** Start Supplied material **

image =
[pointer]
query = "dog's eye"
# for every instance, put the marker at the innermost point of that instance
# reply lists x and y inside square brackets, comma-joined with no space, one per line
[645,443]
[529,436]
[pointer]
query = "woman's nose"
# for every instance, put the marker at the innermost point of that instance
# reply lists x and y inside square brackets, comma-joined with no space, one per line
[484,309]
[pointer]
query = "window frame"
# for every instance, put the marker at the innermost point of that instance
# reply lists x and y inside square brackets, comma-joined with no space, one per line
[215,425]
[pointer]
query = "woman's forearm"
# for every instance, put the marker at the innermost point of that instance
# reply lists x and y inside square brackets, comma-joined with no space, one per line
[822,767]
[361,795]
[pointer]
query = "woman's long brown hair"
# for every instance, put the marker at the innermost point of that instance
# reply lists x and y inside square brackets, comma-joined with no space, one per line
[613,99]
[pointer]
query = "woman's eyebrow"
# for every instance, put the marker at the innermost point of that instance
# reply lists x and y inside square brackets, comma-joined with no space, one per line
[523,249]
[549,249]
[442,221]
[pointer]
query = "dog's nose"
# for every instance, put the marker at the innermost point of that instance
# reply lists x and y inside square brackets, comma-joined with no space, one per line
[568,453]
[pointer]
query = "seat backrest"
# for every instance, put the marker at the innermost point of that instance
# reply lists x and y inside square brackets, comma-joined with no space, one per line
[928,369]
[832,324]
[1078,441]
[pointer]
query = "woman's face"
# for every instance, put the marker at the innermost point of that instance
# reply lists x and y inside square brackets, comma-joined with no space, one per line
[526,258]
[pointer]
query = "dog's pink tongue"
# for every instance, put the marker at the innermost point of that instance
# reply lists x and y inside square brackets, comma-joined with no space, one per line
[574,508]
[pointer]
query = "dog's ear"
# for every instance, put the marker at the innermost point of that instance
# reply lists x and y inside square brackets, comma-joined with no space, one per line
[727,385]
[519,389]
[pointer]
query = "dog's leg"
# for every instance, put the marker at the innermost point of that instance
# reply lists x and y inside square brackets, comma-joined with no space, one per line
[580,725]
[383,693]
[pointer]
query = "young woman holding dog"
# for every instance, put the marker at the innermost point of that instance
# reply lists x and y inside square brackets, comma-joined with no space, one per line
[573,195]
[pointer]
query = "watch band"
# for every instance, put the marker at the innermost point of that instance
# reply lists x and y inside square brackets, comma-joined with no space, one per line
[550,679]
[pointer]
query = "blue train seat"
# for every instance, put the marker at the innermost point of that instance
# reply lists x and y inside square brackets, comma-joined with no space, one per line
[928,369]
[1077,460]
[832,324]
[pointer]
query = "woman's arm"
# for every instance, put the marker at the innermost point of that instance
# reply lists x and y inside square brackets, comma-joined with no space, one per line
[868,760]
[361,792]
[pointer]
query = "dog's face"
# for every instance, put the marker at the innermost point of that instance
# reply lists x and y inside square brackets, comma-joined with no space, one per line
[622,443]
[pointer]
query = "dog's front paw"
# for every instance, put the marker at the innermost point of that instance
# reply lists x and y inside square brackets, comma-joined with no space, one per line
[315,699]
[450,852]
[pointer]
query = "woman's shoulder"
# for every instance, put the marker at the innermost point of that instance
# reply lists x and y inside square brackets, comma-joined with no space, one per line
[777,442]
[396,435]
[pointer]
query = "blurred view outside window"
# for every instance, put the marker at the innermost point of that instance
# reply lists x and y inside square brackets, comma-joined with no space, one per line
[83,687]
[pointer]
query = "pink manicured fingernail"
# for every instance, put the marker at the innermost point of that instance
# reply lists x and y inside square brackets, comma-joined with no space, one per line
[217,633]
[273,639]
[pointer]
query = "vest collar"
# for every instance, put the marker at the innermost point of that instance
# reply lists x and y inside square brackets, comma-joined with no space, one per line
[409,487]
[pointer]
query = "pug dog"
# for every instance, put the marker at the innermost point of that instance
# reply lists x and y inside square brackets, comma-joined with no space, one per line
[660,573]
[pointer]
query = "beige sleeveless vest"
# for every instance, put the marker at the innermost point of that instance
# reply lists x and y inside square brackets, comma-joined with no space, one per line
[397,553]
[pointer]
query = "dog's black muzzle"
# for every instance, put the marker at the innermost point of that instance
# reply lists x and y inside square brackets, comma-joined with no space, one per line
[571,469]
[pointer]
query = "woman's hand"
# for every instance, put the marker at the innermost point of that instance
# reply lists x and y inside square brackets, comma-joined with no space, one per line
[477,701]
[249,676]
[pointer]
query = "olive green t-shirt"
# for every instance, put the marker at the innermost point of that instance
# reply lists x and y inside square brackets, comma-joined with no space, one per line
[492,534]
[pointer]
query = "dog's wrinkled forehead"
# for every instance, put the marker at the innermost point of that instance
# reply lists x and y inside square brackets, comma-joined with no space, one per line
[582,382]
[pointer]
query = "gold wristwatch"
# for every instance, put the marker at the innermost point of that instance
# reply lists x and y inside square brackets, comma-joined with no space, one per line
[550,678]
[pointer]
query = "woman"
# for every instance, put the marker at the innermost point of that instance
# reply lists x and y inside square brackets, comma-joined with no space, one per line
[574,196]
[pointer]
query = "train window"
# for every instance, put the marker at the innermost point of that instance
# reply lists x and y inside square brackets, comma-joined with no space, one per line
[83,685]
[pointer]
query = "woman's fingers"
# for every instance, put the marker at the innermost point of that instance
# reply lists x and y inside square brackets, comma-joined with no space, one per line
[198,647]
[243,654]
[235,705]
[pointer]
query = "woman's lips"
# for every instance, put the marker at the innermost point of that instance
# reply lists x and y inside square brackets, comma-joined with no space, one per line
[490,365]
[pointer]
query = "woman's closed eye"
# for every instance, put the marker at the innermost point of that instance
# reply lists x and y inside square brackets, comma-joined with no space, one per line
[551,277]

** End Supplied material **

__Task statement__:
How many lines in the records above contain the string "pink", with case counting? Reply with only the number.

__The completed task__:
2